What needs to be done
Extract each line of the data below that contains the word "tank", reproducing every such line in full.

:: Provided data ::

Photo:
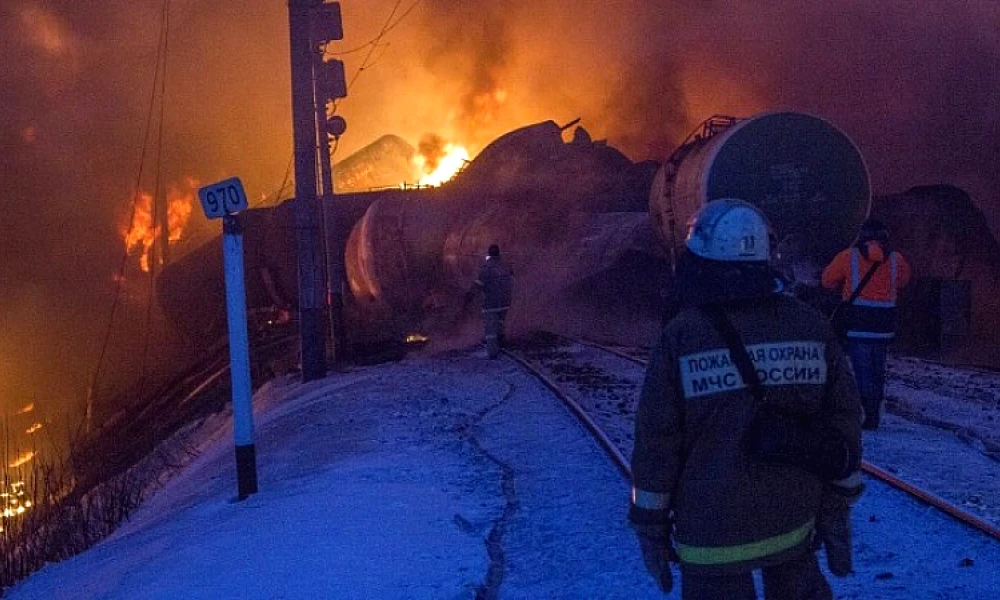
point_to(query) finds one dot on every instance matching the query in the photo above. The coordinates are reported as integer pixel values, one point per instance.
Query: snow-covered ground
(450, 476)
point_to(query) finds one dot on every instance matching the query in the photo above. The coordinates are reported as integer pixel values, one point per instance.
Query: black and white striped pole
(226, 199)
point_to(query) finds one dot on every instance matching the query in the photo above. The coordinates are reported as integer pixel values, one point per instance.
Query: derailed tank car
(804, 173)
(571, 216)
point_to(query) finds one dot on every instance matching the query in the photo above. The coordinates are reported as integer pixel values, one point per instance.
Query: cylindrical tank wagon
(803, 172)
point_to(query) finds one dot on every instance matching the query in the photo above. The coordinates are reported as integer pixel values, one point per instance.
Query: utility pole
(306, 215)
(331, 85)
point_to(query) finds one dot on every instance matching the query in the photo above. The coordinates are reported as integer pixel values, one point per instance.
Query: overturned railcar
(804, 173)
(588, 232)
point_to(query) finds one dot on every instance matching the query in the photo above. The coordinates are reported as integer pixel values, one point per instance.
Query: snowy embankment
(426, 479)
(452, 475)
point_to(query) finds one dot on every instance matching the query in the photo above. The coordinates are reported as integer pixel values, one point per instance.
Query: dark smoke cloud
(912, 82)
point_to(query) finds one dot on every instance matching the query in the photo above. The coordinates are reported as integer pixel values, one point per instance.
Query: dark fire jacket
(731, 511)
(496, 281)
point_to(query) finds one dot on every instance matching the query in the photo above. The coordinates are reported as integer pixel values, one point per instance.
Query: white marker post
(226, 199)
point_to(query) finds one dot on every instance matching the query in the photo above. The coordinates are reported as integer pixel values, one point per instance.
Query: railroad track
(605, 402)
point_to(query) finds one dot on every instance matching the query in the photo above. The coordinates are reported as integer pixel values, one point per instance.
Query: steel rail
(616, 456)
(875, 471)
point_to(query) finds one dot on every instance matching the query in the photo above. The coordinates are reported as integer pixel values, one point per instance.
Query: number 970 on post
(223, 198)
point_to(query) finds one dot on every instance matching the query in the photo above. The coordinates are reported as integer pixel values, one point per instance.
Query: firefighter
(869, 321)
(495, 281)
(729, 470)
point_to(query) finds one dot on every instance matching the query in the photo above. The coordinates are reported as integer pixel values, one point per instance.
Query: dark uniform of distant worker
(729, 477)
(870, 320)
(495, 280)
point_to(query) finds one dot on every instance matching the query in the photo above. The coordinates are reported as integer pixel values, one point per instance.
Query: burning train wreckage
(591, 234)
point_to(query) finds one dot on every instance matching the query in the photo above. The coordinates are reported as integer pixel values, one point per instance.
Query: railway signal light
(331, 82)
(325, 23)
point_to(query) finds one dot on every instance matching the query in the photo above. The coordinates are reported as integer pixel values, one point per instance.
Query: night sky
(913, 82)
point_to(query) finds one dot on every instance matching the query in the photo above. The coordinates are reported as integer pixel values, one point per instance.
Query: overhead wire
(145, 131)
(160, 239)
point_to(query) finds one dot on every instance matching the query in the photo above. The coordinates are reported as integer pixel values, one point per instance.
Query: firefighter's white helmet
(730, 230)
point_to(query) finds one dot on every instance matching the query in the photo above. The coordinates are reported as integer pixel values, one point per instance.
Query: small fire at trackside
(141, 234)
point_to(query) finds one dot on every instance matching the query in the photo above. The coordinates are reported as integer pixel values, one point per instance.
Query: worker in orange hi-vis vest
(495, 280)
(872, 273)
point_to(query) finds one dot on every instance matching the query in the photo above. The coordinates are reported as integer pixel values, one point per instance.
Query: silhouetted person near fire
(748, 429)
(869, 276)
(495, 280)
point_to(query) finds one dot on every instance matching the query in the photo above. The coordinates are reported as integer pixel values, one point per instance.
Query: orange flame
(144, 233)
(23, 459)
(438, 161)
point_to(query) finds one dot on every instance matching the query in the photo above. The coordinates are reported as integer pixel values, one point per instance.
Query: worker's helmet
(730, 230)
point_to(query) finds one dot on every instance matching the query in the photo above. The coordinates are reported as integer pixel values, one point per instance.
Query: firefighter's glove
(469, 296)
(833, 523)
(657, 553)
(777, 435)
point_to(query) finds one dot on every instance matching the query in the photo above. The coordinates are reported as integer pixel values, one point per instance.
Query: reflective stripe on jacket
(732, 512)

:::

Task output
Query: derailed tank car
Query: cylindrical tank wagon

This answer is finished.